▶ [Required work]
Could you repeat, word for word, only the lines of the material from the line containing "Could you please outline every instance of the white" through the line containing "M 537 91 L 533", inclusive?

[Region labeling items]
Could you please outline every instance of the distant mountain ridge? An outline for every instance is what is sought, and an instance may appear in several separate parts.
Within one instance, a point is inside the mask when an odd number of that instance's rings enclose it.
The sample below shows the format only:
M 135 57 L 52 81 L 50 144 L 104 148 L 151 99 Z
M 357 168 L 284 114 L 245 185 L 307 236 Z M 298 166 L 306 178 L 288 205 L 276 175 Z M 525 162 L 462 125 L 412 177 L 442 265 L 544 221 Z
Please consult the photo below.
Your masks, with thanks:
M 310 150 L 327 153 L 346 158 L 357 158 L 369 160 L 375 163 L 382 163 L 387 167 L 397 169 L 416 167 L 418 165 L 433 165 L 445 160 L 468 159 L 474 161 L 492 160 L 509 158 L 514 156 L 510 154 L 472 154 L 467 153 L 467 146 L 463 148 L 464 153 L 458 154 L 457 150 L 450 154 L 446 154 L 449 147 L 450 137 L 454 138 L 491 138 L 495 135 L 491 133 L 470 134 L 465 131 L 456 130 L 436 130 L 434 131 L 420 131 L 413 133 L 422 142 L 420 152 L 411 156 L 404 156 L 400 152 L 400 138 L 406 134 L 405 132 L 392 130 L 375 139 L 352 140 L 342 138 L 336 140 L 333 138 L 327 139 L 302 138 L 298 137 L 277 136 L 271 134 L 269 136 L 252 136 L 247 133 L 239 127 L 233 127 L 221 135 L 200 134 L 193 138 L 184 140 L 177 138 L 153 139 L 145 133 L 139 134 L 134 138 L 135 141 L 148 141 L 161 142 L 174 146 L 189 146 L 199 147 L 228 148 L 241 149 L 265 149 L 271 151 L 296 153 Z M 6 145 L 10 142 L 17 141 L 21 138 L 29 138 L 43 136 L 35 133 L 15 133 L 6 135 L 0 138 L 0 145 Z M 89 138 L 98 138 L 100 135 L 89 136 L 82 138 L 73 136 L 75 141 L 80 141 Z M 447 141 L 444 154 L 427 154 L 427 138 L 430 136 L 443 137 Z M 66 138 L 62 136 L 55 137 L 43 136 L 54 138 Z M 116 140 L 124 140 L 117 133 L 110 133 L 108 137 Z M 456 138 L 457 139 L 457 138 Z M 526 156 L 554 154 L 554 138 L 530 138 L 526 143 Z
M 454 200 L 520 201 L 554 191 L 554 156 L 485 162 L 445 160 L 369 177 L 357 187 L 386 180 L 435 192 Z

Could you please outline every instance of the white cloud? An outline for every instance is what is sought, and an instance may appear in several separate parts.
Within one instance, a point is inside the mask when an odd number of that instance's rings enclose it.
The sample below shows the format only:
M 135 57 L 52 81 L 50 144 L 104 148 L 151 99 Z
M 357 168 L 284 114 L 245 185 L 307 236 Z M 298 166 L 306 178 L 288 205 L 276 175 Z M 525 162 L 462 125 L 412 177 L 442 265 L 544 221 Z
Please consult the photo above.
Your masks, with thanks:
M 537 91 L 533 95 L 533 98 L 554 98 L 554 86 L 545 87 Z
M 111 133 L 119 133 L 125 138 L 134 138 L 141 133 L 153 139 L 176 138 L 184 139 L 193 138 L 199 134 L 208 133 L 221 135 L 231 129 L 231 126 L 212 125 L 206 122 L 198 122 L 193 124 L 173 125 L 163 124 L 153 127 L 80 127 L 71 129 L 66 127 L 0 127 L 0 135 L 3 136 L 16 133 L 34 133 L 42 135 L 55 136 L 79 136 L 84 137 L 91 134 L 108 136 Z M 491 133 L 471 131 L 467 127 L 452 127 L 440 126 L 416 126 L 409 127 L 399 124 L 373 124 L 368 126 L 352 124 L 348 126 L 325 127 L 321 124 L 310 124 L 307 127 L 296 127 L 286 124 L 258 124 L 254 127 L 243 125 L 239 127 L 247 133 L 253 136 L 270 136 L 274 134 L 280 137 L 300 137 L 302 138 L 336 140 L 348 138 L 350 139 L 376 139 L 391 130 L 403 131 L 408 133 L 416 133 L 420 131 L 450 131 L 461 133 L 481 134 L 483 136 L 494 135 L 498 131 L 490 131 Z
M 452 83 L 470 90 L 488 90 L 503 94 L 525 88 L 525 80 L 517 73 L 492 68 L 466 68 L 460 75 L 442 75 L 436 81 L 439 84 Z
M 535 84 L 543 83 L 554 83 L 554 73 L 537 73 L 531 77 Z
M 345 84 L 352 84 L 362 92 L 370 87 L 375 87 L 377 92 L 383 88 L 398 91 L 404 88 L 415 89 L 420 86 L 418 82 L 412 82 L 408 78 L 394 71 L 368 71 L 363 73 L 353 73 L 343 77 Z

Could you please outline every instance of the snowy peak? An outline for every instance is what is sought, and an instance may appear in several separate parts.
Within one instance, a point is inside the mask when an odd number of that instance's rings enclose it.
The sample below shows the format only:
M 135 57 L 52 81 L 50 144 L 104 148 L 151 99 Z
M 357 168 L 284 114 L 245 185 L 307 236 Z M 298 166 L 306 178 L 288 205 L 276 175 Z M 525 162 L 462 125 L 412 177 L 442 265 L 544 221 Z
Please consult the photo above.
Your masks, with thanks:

▶ [Reply to the exercise]
Could you please outline every instance of the white cloud? An outline for every instance is what is sought, and an instance may appear in several separate parts.
Within one instance, a point is inside the mask when an odd number of that instance's rings enclose it.
The sample below shows the format only:
M 135 57 L 52 81 L 50 144 L 104 148 L 151 99 Z
M 357 168 L 284 114 L 245 185 L 307 236 Z M 298 166 L 306 178 L 288 205 L 276 175 Z M 525 162 L 462 125 L 412 177 L 442 265 L 544 221 Z
Please consult the photo above.
Your masks, with thanks:
M 537 91 L 533 95 L 533 98 L 554 98 L 554 86 L 545 87 Z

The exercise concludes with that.